# Fluval Micronutrients: how to measure for nano tank?



## Morainy (Apr 21, 2010)

The extremely tiny writing on my bottle of Fluval micronutrients says to use .5 ml per 10 gallons. The cap is marked in increments of 5 ml to 25 ml. Five milliliters is, of course, ten times more than .5 milliliters. The smallest marking on the cap, then, would be for a hundred gallon tank.

Is this an error? Does Fluval really mean to use 5 mls per 10 gallons? That would seem more likely and so much easier, but it's not what it says. I couldn't find any info on the Fluval website.

Is anybody else using Fluval micronutrients? If .5 ml is correct, is there a way to measure .25 mls? So far, I have been just dipping my finger into the bottle and then into the tank every now and again. Of course, that may be the same as doing nothing at all for my plants. 

Thanks!


----------



## charlie1 (Nov 27, 2015)

◆ Prompt 1:
Decide whether each statement below agrees with the thread about Fluval micronutrients, and answer yes or no for each with the exact words from the thread that settle it. (a) The bottle directs the user to add .5 ml per 10 gallons. (b) The cap is marked in increments of 1 ml. (c) The poster found information about the dosage on the Fluval website.
◆ Prompt 2:
Continue the thread about Fluval micronutrients by writing the reply that follows its last line.

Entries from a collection
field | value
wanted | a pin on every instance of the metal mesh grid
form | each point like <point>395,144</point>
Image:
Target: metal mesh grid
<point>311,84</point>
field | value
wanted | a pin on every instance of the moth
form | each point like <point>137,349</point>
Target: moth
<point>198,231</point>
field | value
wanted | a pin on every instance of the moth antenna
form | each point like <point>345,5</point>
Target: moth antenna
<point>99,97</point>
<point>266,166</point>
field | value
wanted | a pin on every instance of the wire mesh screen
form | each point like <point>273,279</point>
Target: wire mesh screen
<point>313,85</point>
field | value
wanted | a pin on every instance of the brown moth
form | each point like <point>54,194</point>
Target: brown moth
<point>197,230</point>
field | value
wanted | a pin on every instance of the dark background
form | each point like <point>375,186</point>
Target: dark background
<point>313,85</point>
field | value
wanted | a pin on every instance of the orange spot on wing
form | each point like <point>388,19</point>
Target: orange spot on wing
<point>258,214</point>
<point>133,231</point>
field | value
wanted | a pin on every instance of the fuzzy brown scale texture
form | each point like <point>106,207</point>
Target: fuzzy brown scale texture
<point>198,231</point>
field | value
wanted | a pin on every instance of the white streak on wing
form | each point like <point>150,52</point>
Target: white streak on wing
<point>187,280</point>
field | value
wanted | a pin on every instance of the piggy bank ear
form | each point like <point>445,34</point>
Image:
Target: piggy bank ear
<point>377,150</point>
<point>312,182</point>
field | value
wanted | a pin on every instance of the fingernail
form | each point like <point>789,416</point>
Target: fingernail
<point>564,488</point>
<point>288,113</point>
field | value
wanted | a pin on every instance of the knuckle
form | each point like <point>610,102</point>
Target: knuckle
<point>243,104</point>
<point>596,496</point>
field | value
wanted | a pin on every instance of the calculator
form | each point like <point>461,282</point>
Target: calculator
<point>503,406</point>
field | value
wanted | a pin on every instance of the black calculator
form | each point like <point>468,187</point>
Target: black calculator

◆ Answer section 1:
(a) Yes: "The extremely tiny writing on my bottle of Fluval micronutrients says to use .5 ml per 10 gallons."
(b) No: "The cap is marked in increments of 5 ml to 25 ml."
(c) No: "I couldn't find any info on the Fluval website."

◆ Answer section 2:
Plant Micro Nutrients | A8361 | Plant Care | Fluval
Scroll down to tech specs, -5ml per 10 gallons


----------



## Morainy (Apr 21, 2010)

Thank you, Charlie1. I have written to Fluval to let them know that their container of micronutrients instructs people to add only .5 ml instead of five. A big difference!


----------



## shady280 (Oct 17, 2011)

For small doses on nano tanks I use a children's liquid medicine dosing syringe. It makes it easily repeatable especially if you have plants like crypts that melt easily if you slip one day


----------



## Morainy (Apr 21, 2010)

Thank you, Shady280. A good suggestion.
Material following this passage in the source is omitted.